→ WHAT THE EXERCISE ASKS
Reproduce every row below word for word, leaving out the pictures.

→ RECORDS TO PROCESS
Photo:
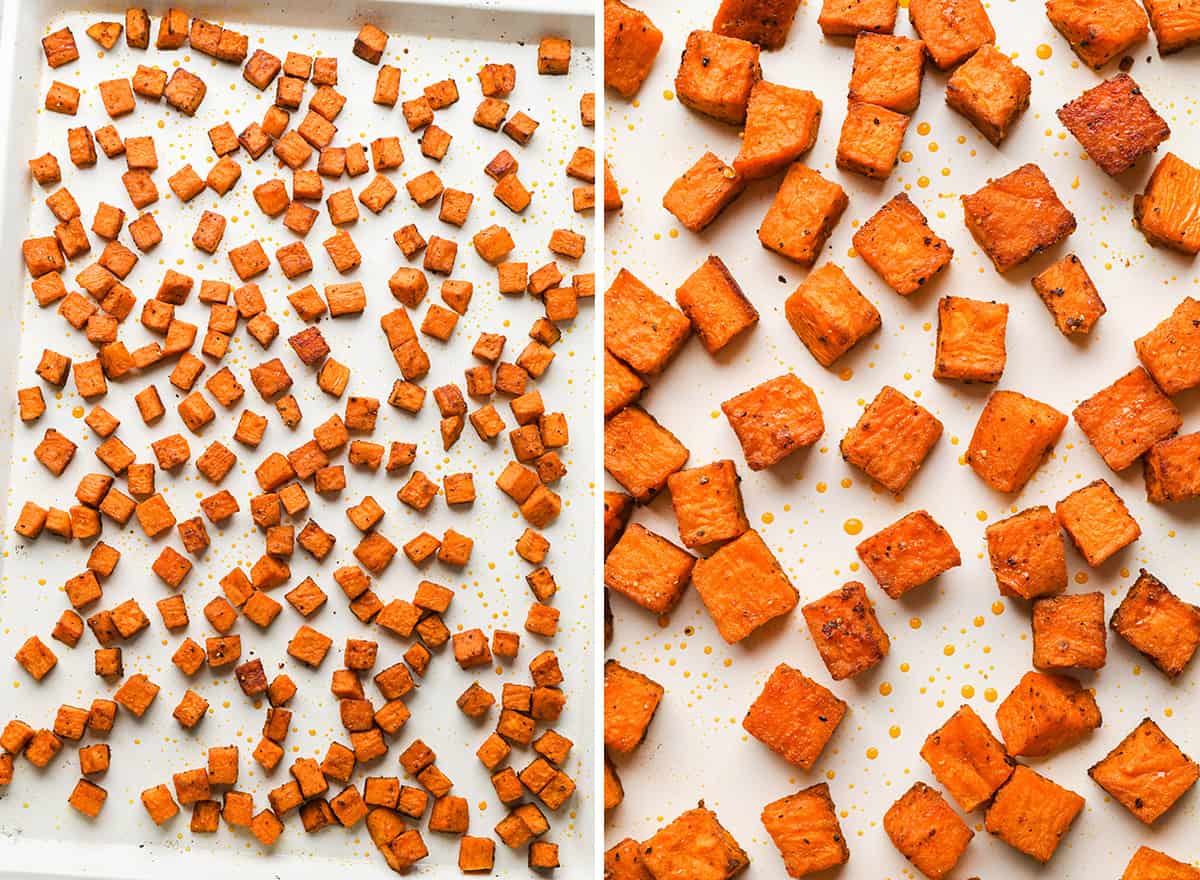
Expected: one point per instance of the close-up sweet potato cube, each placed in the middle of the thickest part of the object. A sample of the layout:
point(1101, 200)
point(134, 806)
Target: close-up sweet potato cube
point(781, 126)
point(898, 244)
point(1013, 436)
point(1017, 216)
point(717, 75)
point(846, 632)
point(774, 419)
point(927, 831)
point(1146, 772)
point(911, 551)
point(891, 440)
point(1032, 814)
point(990, 91)
point(743, 586)
point(887, 71)
point(803, 214)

→ RESULT BELOW
Photo:
Expected: one point per instance of the close-up sweet potato cube, each placed in the middle of the thickest part of the object. A sample of the layout:
point(1101, 200)
point(134, 806)
Target: close-up sweet potato cube
point(781, 126)
point(898, 244)
point(1013, 436)
point(1017, 216)
point(717, 75)
point(846, 632)
point(774, 419)
point(927, 831)
point(1146, 772)
point(911, 551)
point(891, 440)
point(1032, 814)
point(990, 91)
point(743, 586)
point(887, 71)
point(803, 214)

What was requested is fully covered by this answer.